[Using the information]
1 > Decide whether each statement below agrees with the blog post. For each, answer yes or no and quote the exact words from the blog post that settle it.
(a) The writer tried dry toast this morning.
(b) The writer's follower count went up from 23 to 25.
(c) Meat and dairy have caused the writer trouble in recent weeks.
2 > Write out the part of the blog post between "Seriously, last night" and "down a bit.", inclusive, word for word.
3 > Rewrite the paragraph of the blog post that begins "I'm pretty convinced that my anxiety" in fewer words, keeping its main facts.

____ Text passage

As of yesterday pretty much all of my symptoms from September/ October are back in full force. I feel too nauseous to eat and when I force myself to have something so I don't get dizzy I get stabbing pain, bloating, and less than glamorous other issues.
Seriously, last night I was only able to eat a few spoonfuls of mashed potatoes before my body reminded me that it hates me. Mashed potatoes. Probably the least offensive food ever created after dry toast. Which I tried this morning with very poor results. So I'm just sitting here sipping some ginger ale, praying that things calm down a bit.
BTW, whoever made nausea pills that make you even more nauseous if you don't take them with food is a cruel and evil jerk. Same goes for the mouthbreathing creeper who made the pills to relieve stomach pains that must be taken with food or they cause crazy blurred vision and dizziness. Dizziness + nausea = a bad idea.
I'm pretty convinced that my anxiety only serves to worsen my stomach condition (whatever it may be). Yesterday was a terrible day at work... tears, yelling, stress, the works.... and it just seems suspicious to me that my issues flared up immediately after it happened when none of my other triggers (meat, dairy, fried stuff etc.) have so much as looked at me sideways for weeks.
Add this to the list of reasons to get the heck out of dodge.
Last thing I swear: I'm losing followers. This makes me sad. Last time I checked it said 25 and now I'm down to 23. I guess some people are tired of hearing about my weird medical issues and how much I hate my job. I really can't argue with that. I'm gettign pretty sick of it too. But this is my life for now. Maybe I'll be more entertaining/ interesting/ informative when life settles down again.

________
____ Supplied information

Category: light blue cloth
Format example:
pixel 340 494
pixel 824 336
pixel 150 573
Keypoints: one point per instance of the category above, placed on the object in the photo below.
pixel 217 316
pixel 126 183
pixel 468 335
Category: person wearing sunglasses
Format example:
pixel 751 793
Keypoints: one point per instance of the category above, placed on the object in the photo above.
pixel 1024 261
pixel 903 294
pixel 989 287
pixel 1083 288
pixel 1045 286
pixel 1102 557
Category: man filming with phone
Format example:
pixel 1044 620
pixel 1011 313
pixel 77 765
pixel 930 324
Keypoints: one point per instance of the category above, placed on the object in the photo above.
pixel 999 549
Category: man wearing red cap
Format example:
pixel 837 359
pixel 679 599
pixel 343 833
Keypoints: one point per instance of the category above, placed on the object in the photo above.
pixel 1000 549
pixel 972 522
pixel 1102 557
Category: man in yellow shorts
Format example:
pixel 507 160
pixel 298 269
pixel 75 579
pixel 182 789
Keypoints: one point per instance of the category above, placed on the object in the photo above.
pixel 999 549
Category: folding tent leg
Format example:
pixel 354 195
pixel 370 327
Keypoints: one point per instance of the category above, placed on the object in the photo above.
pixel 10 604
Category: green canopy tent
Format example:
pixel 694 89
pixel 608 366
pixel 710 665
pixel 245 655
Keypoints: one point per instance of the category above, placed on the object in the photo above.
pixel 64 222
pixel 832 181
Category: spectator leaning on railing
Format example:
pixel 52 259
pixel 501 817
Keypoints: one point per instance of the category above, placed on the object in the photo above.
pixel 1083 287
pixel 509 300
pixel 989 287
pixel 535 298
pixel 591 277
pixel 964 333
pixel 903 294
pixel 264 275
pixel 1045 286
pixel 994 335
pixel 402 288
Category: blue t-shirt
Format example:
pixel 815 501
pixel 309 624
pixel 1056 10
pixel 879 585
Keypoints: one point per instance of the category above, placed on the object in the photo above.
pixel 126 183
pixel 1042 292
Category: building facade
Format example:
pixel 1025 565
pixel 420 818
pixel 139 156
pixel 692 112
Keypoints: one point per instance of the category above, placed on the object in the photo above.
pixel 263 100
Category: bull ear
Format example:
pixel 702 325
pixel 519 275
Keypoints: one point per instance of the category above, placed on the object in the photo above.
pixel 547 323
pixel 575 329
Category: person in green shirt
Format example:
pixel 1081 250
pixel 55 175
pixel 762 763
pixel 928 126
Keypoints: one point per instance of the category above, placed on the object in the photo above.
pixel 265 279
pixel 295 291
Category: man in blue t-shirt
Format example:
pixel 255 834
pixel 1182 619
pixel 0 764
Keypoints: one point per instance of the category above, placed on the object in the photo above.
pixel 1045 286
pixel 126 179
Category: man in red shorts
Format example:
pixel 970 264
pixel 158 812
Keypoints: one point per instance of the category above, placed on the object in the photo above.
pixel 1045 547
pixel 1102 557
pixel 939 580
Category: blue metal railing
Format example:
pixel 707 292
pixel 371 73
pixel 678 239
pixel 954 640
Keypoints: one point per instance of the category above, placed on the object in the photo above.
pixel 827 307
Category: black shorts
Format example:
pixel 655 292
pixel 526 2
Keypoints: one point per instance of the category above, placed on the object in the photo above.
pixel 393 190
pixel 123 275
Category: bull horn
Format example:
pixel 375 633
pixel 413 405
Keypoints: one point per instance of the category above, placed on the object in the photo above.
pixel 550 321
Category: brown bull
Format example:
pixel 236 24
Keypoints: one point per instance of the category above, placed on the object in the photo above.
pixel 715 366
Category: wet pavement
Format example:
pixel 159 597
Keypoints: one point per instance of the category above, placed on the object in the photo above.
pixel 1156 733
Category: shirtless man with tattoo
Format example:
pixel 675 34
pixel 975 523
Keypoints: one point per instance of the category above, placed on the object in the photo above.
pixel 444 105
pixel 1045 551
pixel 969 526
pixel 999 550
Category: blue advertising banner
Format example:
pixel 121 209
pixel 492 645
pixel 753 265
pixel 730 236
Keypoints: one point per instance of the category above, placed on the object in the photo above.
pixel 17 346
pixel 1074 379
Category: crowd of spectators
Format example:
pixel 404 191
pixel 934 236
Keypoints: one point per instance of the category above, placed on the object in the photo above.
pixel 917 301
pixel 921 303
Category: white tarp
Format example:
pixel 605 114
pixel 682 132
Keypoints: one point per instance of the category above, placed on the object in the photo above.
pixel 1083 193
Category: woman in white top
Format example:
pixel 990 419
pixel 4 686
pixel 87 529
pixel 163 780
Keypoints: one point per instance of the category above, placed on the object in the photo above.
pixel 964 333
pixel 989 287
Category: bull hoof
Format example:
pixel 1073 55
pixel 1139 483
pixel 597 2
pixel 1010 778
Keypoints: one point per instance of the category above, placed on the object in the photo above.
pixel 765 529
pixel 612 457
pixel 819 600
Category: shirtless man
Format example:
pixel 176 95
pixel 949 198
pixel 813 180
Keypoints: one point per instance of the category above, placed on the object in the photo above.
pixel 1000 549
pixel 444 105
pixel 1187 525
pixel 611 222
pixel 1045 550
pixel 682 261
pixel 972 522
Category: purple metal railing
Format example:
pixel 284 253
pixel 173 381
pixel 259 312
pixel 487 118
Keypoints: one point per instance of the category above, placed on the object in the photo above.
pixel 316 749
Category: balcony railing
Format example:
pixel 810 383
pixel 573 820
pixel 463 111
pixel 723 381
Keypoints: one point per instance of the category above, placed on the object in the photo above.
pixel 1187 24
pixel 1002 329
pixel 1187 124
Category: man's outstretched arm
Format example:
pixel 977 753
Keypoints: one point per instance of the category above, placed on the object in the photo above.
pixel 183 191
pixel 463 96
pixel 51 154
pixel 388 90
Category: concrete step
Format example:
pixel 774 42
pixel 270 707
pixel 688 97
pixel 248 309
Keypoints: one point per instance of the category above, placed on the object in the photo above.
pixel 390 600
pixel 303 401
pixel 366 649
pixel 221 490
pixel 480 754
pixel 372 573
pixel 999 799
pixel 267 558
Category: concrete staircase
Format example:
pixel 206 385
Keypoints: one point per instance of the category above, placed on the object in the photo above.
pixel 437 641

________

[Responses in order]
1 >
(a) Yes: "Which I tried this morning with very poor results."
(b) No: "Last time I checked it said 25 and now I'm down to 23."
(c) No: "none of my other triggers (meat, dairy, fried stuff etc.) have so much as looked at me sideways for weeks."

2 >
Seriously, last night I was only able to eat a few spoonfuls of mashed potatoes before my body reminded me that it hates me. Mashed potatoes. Probably the least offensive food ever created after dry toast. Which I tried this morning with very poor results. So I'm just sitting here sipping some ginger ale, praying that things calm down a bit.

3 > I think my anxiety makes my stomach condition worse. Yesterday was a terrible day at work, with tears, yelling and stress, and my problems flared up right after. That seems suspicious, since my other triggers (meat, dairy, fried food) haven't bothered me for weeks.